DESCRIPTION OF THE TASK>
Comb the records below for the string "voting" and copy each line where it turns up.

Stored data entries:
----
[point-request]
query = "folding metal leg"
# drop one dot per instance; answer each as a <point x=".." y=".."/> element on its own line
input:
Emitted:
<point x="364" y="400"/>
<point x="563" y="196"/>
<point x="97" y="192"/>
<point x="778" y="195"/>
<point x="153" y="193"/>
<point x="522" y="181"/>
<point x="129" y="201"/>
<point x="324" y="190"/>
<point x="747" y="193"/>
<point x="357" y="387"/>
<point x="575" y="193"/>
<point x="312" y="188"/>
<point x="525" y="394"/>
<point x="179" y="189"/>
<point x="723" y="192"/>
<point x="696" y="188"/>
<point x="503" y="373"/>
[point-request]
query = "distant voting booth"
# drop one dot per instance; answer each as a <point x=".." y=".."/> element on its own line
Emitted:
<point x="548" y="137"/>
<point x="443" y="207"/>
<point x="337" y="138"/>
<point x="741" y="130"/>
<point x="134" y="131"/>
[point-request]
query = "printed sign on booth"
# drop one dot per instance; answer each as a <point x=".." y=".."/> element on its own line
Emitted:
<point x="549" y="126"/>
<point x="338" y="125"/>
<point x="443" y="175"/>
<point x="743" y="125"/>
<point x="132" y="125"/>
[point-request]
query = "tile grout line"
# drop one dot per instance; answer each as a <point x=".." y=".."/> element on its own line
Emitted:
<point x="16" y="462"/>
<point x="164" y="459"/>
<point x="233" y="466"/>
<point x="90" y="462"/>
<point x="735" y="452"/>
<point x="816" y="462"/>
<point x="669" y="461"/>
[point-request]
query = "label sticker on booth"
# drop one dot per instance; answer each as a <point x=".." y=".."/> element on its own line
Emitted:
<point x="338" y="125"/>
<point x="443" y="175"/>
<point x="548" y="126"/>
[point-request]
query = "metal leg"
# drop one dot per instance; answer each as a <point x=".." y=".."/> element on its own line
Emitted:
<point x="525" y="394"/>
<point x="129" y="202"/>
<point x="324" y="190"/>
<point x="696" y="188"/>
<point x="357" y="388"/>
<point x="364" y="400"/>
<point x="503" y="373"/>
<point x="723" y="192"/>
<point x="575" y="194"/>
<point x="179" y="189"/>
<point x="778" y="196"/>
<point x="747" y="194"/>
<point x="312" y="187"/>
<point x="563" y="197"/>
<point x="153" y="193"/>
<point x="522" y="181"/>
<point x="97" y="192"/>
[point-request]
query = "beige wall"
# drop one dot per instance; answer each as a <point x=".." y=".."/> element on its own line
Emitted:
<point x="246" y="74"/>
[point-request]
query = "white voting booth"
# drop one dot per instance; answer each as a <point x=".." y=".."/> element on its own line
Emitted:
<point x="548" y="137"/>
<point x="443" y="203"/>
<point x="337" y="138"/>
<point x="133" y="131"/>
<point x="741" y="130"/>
----
SOLUTION TO THE EXERCISE>
query = "distant voting booth"
query = "white voting booth"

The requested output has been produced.